[Excerpt from a dataset]
··········

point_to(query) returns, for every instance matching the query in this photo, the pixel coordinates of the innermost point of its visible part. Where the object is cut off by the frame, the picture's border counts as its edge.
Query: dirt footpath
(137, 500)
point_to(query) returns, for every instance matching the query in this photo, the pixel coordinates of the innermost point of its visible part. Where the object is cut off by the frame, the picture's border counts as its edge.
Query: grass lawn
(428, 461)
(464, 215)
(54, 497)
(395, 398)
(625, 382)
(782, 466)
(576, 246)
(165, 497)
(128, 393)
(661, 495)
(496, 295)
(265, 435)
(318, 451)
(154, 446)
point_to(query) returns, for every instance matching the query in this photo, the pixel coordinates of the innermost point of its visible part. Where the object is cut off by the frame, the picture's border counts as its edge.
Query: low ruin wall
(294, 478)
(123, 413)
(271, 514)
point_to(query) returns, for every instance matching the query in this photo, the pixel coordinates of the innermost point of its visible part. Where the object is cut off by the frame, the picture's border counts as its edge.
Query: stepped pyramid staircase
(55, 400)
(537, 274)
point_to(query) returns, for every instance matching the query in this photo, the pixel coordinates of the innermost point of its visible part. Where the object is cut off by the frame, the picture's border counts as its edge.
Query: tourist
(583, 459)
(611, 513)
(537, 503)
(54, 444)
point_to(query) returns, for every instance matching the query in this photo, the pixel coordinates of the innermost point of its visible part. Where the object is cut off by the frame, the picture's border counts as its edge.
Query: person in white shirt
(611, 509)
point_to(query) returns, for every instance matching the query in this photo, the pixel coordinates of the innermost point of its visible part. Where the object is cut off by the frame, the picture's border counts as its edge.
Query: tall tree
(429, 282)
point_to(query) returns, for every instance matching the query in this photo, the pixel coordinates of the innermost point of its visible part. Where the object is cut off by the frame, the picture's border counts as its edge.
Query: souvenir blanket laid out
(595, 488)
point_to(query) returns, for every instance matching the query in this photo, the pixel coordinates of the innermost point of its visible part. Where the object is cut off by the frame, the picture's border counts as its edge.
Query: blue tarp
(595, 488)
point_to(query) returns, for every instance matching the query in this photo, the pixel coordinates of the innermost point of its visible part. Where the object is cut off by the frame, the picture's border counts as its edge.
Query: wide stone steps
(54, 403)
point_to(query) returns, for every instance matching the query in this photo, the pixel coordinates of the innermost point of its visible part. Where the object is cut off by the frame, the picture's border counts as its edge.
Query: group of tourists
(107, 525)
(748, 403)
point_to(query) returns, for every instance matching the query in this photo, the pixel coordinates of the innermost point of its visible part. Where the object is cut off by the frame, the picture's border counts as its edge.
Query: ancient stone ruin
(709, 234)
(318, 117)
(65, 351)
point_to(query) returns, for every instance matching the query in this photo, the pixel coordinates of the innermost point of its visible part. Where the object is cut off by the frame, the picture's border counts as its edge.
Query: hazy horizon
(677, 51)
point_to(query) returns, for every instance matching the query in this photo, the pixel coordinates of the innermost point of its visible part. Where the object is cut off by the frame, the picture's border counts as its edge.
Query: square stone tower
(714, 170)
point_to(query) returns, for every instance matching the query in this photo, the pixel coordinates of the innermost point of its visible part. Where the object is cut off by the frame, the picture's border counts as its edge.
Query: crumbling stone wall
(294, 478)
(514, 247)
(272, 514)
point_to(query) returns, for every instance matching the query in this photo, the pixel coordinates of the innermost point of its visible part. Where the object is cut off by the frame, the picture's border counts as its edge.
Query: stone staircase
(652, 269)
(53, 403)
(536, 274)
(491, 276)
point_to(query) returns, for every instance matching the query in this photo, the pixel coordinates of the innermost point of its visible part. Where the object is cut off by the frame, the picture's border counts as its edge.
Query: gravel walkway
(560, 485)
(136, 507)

··········

> Aim
Render the records as a Markdown table with the columns Row and Text, leaving out blank lines. Begin at the first line of the records and stop after the line that has "Query: dirt footpath".

> Answer to the task
| Row | Text |
|---|---|
| 1 | point_to(query) returns, for every instance matching the query in this photo, the pixel coordinates of the innermost point of its visible part. Where the object is cut off by the frame, the picture's border counts as its edge. |
| 2 | Query: dirt footpath |